◆ **EXERCISE TASK**
Copy the listing below from its first line through the line containing "[94, 134, 627, 612]", keeping every line, requests included, but leaving out the pictures. In that copy, increase each bounding-box coordinate in the answers by 99.

◆ **EXTRACTED ENTRIES**
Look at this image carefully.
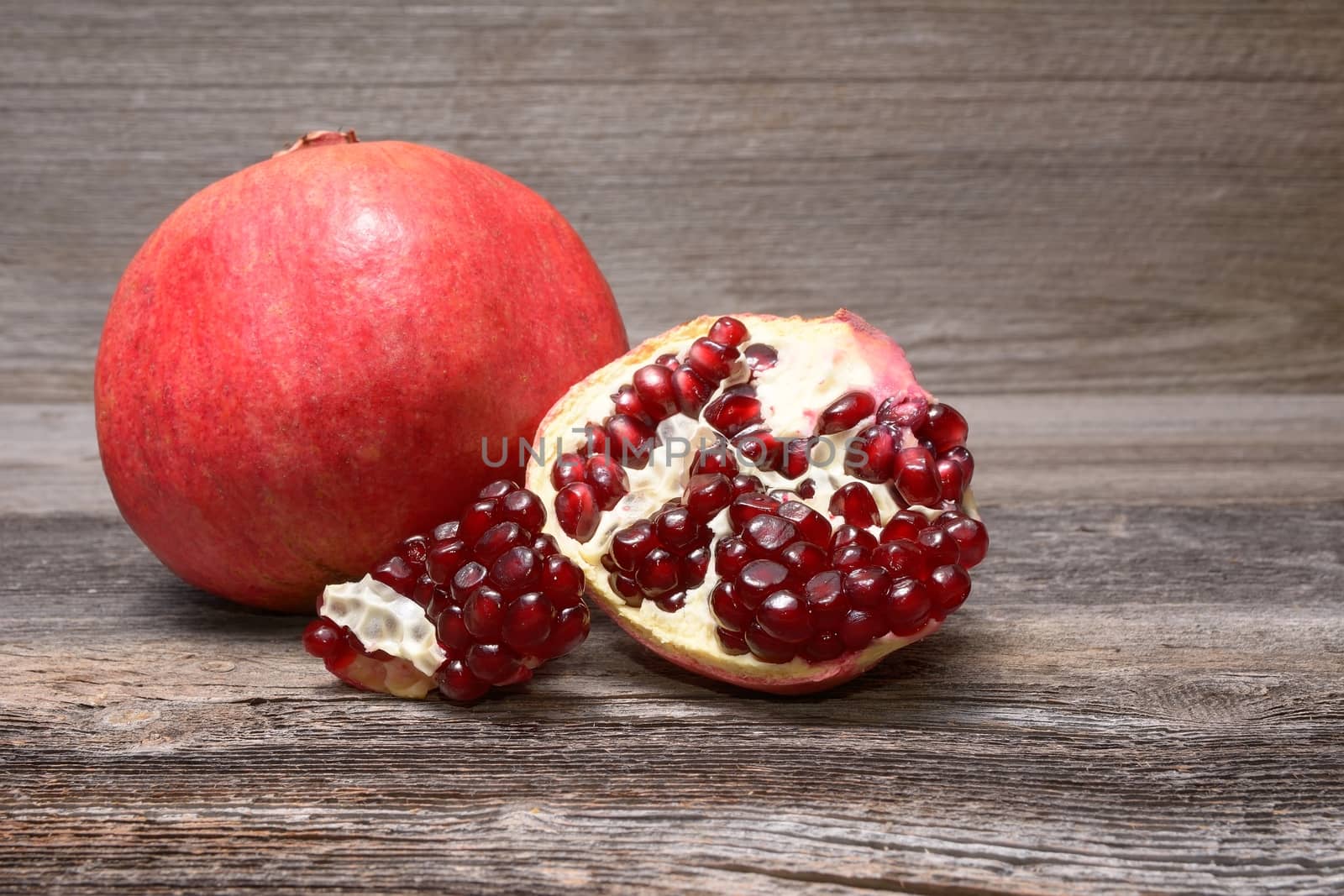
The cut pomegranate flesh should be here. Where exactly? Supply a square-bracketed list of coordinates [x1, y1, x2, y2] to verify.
[304, 483, 591, 701]
[527, 312, 988, 692]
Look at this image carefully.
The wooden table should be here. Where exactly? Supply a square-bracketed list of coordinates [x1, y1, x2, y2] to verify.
[0, 0, 1344, 896]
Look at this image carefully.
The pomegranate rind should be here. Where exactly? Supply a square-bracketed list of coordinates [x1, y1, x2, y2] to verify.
[527, 309, 979, 694]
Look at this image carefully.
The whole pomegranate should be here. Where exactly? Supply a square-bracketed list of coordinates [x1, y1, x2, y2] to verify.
[527, 311, 990, 693]
[94, 133, 627, 611]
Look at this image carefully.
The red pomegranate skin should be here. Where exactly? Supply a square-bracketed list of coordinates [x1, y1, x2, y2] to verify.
[94, 134, 627, 612]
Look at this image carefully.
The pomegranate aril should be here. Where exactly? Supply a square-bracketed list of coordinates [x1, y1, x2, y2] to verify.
[434, 659, 491, 703]
[587, 454, 630, 511]
[551, 454, 587, 491]
[938, 445, 976, 488]
[925, 564, 970, 614]
[734, 560, 789, 612]
[412, 574, 438, 607]
[732, 473, 764, 498]
[466, 643, 520, 685]
[425, 589, 461, 622]
[742, 622, 797, 663]
[844, 567, 891, 610]
[755, 591, 811, 643]
[728, 491, 780, 532]
[607, 572, 643, 607]
[679, 548, 710, 589]
[878, 395, 929, 430]
[462, 585, 504, 642]
[304, 618, 344, 659]
[885, 579, 932, 638]
[802, 569, 849, 630]
[323, 630, 365, 671]
[450, 560, 489, 603]
[533, 603, 589, 659]
[690, 439, 738, 478]
[710, 317, 748, 347]
[916, 405, 968, 454]
[681, 473, 732, 522]
[425, 538, 470, 584]
[817, 392, 878, 435]
[555, 482, 601, 542]
[634, 548, 679, 598]
[672, 367, 714, 419]
[710, 582, 753, 631]
[491, 548, 542, 596]
[612, 386, 650, 423]
[434, 605, 475, 652]
[502, 591, 556, 654]
[685, 338, 738, 383]
[715, 629, 750, 657]
[457, 500, 499, 545]
[630, 364, 677, 421]
[775, 501, 831, 548]
[872, 538, 929, 579]
[880, 511, 929, 542]
[742, 515, 798, 556]
[654, 506, 708, 553]
[472, 522, 533, 565]
[828, 482, 880, 528]
[732, 428, 784, 470]
[892, 445, 942, 506]
[938, 513, 990, 569]
[714, 536, 751, 579]
[742, 343, 780, 374]
[798, 631, 844, 663]
[704, 395, 761, 438]
[780, 439, 813, 479]
[916, 525, 961, 569]
[838, 610, 887, 650]
[831, 544, 869, 572]
[831, 524, 881, 552]
[371, 558, 419, 598]
[654, 591, 685, 612]
[542, 553, 583, 610]
[937, 458, 966, 502]
[499, 489, 546, 532]
[603, 414, 657, 470]
[396, 535, 428, 569]
[780, 542, 831, 587]
[844, 426, 896, 482]
[612, 520, 659, 572]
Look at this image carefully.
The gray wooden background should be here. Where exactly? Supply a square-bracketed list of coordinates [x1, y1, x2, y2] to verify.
[0, 0, 1344, 896]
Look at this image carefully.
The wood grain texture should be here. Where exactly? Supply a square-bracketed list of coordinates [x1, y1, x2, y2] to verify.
[8, 501, 1344, 894]
[0, 394, 1344, 516]
[0, 0, 1344, 896]
[0, 0, 1344, 401]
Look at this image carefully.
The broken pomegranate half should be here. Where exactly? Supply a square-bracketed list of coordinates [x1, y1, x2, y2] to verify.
[304, 479, 589, 701]
[527, 311, 988, 693]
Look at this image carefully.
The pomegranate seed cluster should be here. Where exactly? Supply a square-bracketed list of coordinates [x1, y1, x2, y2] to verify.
[710, 491, 988, 663]
[549, 317, 988, 663]
[304, 479, 589, 700]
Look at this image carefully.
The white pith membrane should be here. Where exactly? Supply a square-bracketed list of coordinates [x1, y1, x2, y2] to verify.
[527, 314, 979, 686]
[318, 575, 448, 699]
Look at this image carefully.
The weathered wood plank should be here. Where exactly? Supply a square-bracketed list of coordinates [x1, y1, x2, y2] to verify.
[0, 394, 1344, 515]
[0, 502, 1344, 894]
[0, 0, 1344, 401]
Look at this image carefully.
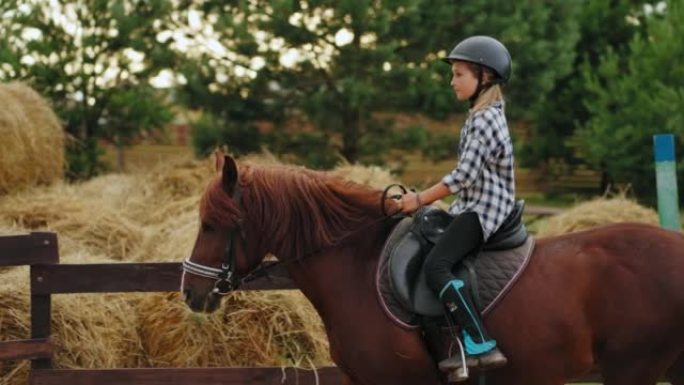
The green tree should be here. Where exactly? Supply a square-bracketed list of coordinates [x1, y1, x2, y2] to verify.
[577, 0, 684, 201]
[519, 0, 645, 181]
[0, 0, 176, 178]
[179, 0, 577, 165]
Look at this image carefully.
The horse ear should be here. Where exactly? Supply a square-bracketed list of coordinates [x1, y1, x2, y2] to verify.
[214, 149, 225, 172]
[223, 155, 237, 194]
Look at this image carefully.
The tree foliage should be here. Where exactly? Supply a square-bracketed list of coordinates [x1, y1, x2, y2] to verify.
[577, 1, 684, 201]
[519, 0, 645, 171]
[180, 0, 577, 166]
[0, 0, 175, 177]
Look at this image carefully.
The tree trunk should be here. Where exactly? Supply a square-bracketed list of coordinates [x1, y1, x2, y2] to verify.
[114, 134, 124, 172]
[342, 110, 361, 163]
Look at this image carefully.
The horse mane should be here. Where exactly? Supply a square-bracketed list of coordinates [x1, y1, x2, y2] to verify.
[200, 160, 390, 258]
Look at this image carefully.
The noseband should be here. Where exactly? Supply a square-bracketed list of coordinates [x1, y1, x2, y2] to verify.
[183, 183, 244, 295]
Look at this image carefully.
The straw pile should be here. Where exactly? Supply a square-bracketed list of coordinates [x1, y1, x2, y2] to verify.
[0, 153, 380, 385]
[537, 194, 658, 237]
[0, 82, 64, 194]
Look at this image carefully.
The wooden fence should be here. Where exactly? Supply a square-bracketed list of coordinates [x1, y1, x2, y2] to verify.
[0, 232, 600, 385]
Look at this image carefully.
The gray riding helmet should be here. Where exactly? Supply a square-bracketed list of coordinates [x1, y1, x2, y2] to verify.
[442, 36, 511, 82]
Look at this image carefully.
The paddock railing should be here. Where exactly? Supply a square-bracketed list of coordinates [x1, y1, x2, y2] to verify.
[0, 232, 600, 385]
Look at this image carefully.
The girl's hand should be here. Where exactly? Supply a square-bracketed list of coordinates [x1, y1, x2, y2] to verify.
[399, 191, 421, 214]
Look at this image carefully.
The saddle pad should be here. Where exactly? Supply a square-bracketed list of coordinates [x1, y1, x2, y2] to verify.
[376, 218, 534, 329]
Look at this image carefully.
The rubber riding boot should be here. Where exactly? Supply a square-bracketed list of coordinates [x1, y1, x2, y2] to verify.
[439, 279, 508, 370]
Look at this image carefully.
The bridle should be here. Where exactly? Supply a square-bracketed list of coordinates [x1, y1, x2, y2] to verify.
[183, 183, 247, 295]
[183, 183, 407, 296]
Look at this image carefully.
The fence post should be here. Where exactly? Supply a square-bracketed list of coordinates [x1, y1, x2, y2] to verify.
[653, 134, 681, 230]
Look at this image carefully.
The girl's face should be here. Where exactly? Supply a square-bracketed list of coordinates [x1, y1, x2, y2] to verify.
[451, 61, 477, 100]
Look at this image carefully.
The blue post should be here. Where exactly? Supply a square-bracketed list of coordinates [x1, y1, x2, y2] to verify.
[653, 134, 681, 230]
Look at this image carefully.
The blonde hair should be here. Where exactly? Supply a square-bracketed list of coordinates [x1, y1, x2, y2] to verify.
[466, 62, 504, 114]
[470, 84, 504, 114]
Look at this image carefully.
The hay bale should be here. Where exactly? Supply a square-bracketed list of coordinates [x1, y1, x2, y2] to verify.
[0, 82, 64, 194]
[0, 267, 31, 385]
[138, 292, 330, 367]
[537, 195, 658, 237]
[0, 184, 142, 260]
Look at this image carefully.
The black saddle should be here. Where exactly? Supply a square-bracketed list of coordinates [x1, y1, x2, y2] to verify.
[385, 201, 533, 317]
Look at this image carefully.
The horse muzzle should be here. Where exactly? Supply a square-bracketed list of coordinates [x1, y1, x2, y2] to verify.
[183, 288, 221, 313]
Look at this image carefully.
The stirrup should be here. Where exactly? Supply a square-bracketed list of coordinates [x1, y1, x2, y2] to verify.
[477, 348, 508, 370]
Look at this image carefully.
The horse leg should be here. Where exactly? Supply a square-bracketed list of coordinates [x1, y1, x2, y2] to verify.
[667, 355, 684, 385]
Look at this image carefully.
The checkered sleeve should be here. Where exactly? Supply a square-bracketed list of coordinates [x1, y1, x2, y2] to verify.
[442, 138, 486, 194]
[442, 114, 496, 194]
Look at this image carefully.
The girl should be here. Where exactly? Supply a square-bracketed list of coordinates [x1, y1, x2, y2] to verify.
[400, 36, 515, 379]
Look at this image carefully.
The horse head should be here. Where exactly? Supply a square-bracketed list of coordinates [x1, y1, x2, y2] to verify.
[181, 153, 265, 312]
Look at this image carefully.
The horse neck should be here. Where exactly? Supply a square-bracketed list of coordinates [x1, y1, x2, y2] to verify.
[246, 169, 383, 261]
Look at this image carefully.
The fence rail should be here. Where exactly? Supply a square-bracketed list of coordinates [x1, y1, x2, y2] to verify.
[0, 233, 624, 385]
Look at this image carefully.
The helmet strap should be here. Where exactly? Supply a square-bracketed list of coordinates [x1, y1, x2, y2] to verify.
[468, 66, 490, 108]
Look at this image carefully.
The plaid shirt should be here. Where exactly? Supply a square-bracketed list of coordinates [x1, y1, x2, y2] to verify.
[442, 102, 515, 241]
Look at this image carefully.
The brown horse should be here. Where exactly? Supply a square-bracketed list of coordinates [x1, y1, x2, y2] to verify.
[182, 156, 684, 385]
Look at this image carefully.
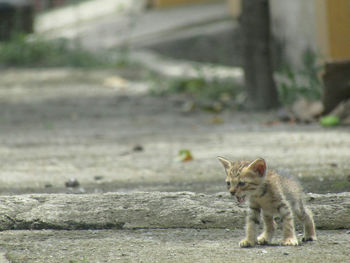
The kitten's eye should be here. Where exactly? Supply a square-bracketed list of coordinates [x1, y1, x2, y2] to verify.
[238, 182, 245, 186]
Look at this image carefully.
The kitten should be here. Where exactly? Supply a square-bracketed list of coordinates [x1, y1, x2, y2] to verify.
[218, 157, 317, 247]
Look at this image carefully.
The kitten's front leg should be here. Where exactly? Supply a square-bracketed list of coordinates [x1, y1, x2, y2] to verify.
[239, 207, 260, 247]
[279, 204, 299, 246]
[258, 214, 275, 245]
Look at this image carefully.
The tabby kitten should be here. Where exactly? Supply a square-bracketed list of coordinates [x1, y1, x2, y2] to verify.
[218, 157, 317, 247]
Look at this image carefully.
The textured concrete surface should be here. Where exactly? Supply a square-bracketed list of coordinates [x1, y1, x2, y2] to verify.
[0, 67, 350, 262]
[0, 192, 350, 230]
[0, 229, 350, 263]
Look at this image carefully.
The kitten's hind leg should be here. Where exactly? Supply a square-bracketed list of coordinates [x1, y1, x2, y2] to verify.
[258, 214, 276, 245]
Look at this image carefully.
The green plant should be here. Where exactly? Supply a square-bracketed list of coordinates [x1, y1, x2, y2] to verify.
[0, 35, 113, 67]
[278, 50, 323, 105]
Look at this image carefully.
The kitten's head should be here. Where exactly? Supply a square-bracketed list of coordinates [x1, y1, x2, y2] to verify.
[218, 157, 266, 203]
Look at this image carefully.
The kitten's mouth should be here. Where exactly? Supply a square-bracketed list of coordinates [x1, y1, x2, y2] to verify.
[236, 195, 245, 203]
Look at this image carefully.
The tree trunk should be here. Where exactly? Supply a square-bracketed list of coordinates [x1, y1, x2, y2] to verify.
[241, 0, 278, 110]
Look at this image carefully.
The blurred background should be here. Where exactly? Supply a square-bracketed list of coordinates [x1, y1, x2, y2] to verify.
[0, 0, 350, 194]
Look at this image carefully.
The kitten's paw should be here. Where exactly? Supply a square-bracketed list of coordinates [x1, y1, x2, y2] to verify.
[258, 234, 270, 245]
[282, 237, 299, 246]
[239, 239, 255, 247]
[302, 236, 317, 242]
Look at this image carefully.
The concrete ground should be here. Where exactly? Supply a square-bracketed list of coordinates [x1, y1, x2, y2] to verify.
[0, 68, 350, 262]
[0, 229, 350, 263]
[0, 1, 350, 263]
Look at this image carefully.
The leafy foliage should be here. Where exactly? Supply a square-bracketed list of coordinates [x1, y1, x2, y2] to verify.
[0, 35, 112, 67]
[278, 50, 323, 105]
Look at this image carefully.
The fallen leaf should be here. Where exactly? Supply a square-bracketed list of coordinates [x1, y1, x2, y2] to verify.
[320, 115, 340, 127]
[210, 116, 224, 124]
[177, 149, 193, 162]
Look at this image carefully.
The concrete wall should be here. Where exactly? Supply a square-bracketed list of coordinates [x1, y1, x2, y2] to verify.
[270, 0, 323, 67]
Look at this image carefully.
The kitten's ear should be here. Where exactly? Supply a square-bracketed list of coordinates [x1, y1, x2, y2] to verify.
[218, 156, 232, 170]
[248, 158, 266, 177]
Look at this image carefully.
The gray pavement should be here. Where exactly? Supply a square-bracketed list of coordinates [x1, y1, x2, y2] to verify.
[0, 4, 350, 262]
[0, 229, 350, 263]
[0, 65, 350, 262]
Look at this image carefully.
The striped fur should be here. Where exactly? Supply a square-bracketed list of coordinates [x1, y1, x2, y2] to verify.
[218, 157, 317, 247]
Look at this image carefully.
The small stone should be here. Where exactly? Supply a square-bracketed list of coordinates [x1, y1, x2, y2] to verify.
[94, 175, 103, 181]
[132, 144, 143, 152]
[65, 178, 80, 188]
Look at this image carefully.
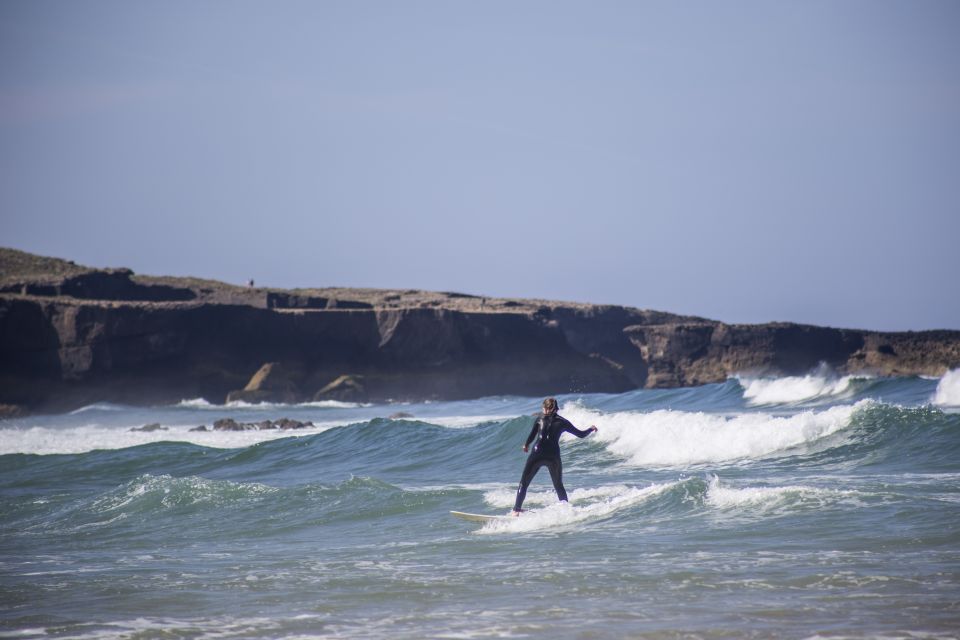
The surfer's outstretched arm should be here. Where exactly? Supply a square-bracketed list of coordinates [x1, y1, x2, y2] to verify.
[523, 420, 539, 453]
[563, 418, 597, 438]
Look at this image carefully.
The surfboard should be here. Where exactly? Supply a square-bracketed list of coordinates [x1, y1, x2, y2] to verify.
[450, 511, 514, 522]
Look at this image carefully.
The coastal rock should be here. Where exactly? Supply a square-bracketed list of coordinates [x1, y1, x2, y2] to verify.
[130, 422, 167, 433]
[211, 418, 314, 431]
[0, 249, 960, 412]
[313, 375, 367, 402]
[227, 362, 300, 403]
[0, 404, 27, 420]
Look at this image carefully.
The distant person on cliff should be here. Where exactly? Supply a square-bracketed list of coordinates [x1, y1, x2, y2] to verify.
[512, 398, 597, 516]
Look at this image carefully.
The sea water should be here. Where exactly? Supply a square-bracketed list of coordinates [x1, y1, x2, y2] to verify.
[0, 371, 960, 638]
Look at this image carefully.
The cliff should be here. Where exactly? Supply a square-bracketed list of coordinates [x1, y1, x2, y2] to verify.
[0, 249, 960, 411]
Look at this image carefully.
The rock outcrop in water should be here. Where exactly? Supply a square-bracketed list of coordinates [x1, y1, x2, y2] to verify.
[0, 249, 960, 412]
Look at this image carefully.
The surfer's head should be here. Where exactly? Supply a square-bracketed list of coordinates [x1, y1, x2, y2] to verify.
[543, 398, 557, 413]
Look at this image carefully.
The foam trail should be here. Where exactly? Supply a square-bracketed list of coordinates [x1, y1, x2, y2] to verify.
[0, 423, 341, 455]
[705, 475, 860, 512]
[477, 481, 680, 534]
[737, 373, 854, 405]
[561, 400, 872, 467]
[933, 369, 960, 407]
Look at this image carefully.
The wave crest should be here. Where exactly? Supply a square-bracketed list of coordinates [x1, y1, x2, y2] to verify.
[737, 370, 862, 406]
[564, 400, 874, 467]
[933, 369, 960, 407]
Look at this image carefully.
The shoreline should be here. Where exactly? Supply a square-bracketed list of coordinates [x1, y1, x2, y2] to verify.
[0, 249, 960, 414]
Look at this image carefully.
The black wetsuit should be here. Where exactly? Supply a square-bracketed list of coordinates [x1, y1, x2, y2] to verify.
[513, 413, 591, 511]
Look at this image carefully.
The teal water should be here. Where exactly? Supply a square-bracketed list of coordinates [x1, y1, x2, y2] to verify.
[0, 372, 960, 638]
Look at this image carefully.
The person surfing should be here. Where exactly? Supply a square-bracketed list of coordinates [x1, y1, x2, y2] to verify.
[511, 398, 597, 516]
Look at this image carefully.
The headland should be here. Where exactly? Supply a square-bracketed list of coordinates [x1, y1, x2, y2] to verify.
[0, 249, 960, 417]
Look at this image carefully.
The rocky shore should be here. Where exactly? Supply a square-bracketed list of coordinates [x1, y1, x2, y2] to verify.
[0, 249, 960, 418]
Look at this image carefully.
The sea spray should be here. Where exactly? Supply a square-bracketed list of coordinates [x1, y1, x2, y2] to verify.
[563, 400, 872, 467]
[933, 369, 960, 407]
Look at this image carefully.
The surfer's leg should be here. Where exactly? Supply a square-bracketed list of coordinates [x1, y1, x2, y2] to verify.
[547, 458, 567, 502]
[513, 456, 543, 513]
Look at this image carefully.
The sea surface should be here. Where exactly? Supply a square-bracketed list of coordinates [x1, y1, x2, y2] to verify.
[0, 370, 960, 639]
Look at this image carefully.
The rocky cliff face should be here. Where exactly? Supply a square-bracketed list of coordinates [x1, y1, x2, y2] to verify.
[0, 250, 960, 410]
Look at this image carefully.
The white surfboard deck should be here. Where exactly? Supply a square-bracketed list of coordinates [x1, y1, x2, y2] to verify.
[450, 511, 514, 522]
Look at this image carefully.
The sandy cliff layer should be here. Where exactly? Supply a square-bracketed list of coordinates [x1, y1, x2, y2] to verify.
[0, 249, 960, 411]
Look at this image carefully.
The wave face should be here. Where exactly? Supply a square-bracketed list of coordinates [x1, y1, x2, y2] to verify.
[0, 370, 960, 638]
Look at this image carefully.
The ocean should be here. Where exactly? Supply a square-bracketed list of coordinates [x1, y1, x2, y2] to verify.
[0, 370, 960, 639]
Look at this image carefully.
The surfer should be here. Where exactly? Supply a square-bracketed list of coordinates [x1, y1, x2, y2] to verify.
[512, 398, 597, 516]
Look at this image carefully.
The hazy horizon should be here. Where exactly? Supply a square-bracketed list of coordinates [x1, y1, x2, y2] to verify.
[0, 0, 960, 330]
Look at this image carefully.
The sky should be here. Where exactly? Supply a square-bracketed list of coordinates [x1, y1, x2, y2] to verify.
[0, 0, 960, 330]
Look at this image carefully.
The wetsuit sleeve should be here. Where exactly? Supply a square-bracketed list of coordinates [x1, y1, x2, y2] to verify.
[561, 418, 593, 438]
[523, 420, 539, 447]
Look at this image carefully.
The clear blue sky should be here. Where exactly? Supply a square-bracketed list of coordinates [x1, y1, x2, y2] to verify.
[0, 0, 960, 330]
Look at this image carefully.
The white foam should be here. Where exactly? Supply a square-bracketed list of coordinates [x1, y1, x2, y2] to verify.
[737, 370, 854, 405]
[933, 369, 960, 407]
[477, 482, 679, 534]
[706, 475, 859, 511]
[221, 400, 373, 409]
[561, 400, 872, 467]
[0, 422, 346, 455]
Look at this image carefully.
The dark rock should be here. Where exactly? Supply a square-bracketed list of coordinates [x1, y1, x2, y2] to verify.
[227, 362, 300, 403]
[0, 404, 27, 420]
[273, 418, 313, 430]
[0, 249, 960, 415]
[313, 375, 367, 402]
[213, 418, 248, 431]
[130, 422, 167, 433]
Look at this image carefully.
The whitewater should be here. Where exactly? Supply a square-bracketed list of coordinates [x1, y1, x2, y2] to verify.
[0, 369, 960, 640]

◆ **PROBLEM SOLUTION**
Look at this image carefully.
The cut pomegranate flesh should be here. Where exactly? Supply a square-bracketed list of coordinates [x1, y1, x2, y2] to verify.
[403, 582, 690, 800]
[626, 411, 1087, 791]
Look at this image carefully.
The wooden table should be here. Where exactly? Supply a square-bracketed list of coordinates [x1, y1, x2, y2] to verify.
[99, 99, 1443, 995]
Look at this image carefully.
The pomegranate rind should be here. Where exactly? Supply a square-bracketed list of coordinates [x1, y1, x2, y2] to verify.
[626, 408, 1078, 793]
Look at this image carefully.
The whole pomegranate should be here. Where exactly? Supply a square-bracketed list of coordinates [x1, y1, x2, y2] to verify.
[626, 410, 1089, 792]
[193, 232, 726, 710]
Look at this image carefully.
The red pomegranate skin should be here. Where exactly? Supply a square-bracketed list of coordinates [x1, y1, x2, y2] to verify.
[193, 233, 726, 711]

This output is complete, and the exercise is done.